**Task objective**
Beginning at the line that contains "Get the bounding box of green grass", transcribe the remaining lines of the listing exactly; include the final line and omit everything before.

==========

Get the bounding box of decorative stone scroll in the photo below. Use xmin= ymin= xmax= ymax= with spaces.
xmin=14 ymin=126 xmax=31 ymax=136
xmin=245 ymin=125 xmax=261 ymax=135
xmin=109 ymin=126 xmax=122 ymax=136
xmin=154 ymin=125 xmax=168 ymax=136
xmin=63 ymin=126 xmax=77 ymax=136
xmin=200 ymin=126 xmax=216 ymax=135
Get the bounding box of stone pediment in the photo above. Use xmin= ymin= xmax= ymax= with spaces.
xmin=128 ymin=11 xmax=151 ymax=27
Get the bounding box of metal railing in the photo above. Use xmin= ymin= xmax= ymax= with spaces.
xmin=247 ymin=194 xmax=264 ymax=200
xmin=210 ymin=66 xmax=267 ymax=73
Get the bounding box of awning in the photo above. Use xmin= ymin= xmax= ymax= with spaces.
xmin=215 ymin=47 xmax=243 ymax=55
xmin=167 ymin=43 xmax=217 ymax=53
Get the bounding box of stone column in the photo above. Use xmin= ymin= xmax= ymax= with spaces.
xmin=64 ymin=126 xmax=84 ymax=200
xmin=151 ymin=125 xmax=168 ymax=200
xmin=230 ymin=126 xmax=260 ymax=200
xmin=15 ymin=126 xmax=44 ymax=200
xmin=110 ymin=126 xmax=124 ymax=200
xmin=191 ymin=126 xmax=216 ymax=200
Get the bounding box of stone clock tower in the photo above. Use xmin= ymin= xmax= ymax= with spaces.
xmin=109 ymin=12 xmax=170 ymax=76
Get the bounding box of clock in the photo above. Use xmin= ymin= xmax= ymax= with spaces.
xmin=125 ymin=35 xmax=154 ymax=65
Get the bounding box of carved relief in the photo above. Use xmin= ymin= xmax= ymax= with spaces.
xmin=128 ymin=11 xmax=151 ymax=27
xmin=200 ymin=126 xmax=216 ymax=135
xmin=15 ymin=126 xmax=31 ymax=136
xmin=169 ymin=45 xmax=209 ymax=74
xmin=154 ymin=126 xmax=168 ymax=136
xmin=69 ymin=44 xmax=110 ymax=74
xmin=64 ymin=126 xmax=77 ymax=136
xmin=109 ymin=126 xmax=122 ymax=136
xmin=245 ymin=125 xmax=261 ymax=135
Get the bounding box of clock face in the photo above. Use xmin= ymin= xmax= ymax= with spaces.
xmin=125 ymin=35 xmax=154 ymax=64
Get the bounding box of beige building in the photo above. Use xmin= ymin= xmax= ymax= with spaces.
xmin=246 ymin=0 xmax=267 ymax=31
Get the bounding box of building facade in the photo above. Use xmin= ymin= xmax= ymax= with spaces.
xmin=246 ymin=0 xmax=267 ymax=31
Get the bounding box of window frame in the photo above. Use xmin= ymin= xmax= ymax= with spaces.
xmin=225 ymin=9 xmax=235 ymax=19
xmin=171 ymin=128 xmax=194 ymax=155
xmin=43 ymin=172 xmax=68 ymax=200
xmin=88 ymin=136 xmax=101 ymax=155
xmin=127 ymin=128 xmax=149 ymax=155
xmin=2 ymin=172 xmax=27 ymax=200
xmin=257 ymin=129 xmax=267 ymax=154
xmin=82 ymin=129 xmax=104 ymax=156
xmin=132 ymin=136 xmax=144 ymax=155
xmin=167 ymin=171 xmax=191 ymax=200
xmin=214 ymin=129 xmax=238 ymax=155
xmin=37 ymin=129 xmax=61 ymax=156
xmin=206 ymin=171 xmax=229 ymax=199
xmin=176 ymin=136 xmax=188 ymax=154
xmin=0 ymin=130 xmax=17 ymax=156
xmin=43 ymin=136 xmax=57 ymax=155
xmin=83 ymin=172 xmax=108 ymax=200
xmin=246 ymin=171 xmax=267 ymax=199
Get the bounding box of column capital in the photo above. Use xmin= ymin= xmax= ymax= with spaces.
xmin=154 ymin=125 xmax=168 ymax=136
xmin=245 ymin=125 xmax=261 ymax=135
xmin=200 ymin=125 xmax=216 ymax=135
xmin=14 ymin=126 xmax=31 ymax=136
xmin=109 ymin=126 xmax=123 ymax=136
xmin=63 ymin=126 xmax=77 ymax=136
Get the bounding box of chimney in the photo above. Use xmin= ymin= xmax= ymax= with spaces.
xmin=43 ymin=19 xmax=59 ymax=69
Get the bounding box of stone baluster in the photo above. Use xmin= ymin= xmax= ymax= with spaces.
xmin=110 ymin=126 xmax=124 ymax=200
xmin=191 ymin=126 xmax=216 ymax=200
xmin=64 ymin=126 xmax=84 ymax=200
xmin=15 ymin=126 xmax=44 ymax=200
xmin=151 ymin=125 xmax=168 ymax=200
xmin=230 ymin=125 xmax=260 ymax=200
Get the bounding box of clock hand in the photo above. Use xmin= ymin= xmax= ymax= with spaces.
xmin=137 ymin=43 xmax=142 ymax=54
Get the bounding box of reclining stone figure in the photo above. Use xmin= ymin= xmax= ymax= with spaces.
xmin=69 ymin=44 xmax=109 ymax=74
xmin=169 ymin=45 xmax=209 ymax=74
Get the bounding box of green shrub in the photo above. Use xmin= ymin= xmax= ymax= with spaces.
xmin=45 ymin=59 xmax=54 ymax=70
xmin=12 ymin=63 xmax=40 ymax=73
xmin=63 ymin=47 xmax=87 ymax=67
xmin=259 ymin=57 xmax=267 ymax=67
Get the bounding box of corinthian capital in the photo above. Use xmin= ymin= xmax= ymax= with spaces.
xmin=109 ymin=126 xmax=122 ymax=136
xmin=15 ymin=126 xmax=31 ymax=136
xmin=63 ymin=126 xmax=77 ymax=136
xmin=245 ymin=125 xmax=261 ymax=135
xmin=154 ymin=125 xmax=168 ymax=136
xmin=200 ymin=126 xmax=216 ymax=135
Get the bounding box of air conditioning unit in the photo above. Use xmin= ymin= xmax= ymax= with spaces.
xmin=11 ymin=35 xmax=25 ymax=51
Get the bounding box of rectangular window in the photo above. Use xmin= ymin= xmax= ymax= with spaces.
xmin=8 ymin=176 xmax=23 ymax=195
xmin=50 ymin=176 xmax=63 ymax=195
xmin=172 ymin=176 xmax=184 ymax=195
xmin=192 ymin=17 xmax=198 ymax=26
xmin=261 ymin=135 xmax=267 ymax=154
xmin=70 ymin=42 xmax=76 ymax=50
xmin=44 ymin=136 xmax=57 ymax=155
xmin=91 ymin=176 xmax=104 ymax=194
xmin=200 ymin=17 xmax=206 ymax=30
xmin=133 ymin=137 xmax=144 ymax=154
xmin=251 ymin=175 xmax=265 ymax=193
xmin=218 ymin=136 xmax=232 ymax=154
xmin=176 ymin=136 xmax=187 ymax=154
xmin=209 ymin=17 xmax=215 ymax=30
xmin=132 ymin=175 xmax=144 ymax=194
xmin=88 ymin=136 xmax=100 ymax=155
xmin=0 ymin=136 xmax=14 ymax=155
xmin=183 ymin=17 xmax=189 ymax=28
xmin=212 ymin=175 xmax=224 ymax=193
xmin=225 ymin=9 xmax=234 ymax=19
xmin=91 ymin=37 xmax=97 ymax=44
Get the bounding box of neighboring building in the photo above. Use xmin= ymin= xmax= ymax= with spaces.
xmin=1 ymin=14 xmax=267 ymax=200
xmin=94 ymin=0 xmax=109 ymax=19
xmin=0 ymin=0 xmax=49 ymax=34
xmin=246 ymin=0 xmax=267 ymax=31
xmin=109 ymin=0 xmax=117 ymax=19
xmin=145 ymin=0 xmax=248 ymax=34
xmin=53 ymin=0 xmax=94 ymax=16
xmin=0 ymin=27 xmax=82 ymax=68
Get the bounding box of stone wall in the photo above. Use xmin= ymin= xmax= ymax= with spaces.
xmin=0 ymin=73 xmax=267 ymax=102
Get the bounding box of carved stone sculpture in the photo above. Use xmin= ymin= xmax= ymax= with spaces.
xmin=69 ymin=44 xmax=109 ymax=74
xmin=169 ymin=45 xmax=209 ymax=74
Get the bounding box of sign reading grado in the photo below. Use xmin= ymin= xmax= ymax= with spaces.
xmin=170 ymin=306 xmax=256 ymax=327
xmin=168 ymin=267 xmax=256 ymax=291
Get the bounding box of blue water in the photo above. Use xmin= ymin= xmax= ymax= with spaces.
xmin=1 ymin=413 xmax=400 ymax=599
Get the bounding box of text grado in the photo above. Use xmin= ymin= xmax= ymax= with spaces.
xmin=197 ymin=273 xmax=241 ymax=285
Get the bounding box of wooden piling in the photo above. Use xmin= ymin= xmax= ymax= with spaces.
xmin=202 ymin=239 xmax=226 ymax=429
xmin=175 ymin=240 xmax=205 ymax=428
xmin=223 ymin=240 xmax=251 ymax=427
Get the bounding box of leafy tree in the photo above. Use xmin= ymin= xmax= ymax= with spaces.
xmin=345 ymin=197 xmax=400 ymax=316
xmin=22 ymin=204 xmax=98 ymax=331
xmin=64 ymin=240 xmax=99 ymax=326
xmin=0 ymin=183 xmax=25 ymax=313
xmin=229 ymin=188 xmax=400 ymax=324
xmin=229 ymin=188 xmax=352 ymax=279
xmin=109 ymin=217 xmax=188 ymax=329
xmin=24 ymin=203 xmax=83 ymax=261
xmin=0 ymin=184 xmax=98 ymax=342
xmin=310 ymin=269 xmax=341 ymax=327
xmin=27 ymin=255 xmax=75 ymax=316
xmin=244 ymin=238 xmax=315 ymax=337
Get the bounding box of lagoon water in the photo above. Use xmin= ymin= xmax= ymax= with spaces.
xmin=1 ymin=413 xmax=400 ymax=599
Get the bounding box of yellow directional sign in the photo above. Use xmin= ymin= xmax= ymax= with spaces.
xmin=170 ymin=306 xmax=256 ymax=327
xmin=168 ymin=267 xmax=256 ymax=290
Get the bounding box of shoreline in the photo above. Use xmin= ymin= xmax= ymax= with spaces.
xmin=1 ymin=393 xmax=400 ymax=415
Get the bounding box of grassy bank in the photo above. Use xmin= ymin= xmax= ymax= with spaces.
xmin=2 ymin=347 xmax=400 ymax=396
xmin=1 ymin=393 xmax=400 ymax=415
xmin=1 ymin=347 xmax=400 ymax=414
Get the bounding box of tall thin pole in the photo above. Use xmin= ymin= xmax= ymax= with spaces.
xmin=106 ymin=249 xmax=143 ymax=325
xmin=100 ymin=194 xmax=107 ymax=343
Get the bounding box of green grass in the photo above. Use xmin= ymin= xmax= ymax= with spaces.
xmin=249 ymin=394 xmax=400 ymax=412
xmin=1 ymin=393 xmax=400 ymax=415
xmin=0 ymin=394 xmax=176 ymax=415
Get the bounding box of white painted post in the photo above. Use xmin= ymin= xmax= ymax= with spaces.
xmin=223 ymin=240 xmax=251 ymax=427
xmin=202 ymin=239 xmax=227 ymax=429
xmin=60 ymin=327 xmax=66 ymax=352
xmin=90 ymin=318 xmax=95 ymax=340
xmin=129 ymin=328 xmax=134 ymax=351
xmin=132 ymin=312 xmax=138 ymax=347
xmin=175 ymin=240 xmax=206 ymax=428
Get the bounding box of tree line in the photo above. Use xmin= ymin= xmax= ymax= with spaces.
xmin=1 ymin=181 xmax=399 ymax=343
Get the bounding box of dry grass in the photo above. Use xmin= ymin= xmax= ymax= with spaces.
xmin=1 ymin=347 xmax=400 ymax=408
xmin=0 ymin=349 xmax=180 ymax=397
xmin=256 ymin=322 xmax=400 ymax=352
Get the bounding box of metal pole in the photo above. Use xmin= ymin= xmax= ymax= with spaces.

==========

**Solution to the problem**
Get the bounding box of green grass in the photo above. Use xmin= ymin= xmax= ymax= with spaces.
xmin=249 ymin=394 xmax=400 ymax=412
xmin=1 ymin=393 xmax=400 ymax=415
xmin=0 ymin=394 xmax=176 ymax=415
Get the bounding box of white painted post in the photo above. Use xmin= ymin= xmax= ymax= with spaces.
xmin=223 ymin=240 xmax=251 ymax=427
xmin=202 ymin=239 xmax=227 ymax=429
xmin=60 ymin=327 xmax=66 ymax=352
xmin=90 ymin=318 xmax=95 ymax=340
xmin=129 ymin=328 xmax=134 ymax=351
xmin=132 ymin=312 xmax=138 ymax=347
xmin=175 ymin=240 xmax=206 ymax=428
Get the bounding box of tree line in the photo above. Use xmin= ymin= xmax= ymax= with spaces.
xmin=1 ymin=181 xmax=399 ymax=343
Get the bounding box of dry grass in the photo above. Use xmin= ymin= xmax= ymax= with spaces.
xmin=1 ymin=347 xmax=400 ymax=408
xmin=0 ymin=349 xmax=180 ymax=397
xmin=256 ymin=322 xmax=400 ymax=352
Get the bounding box of metal pole in the photo above. Use xmin= ymin= xmax= ymax= with spaces.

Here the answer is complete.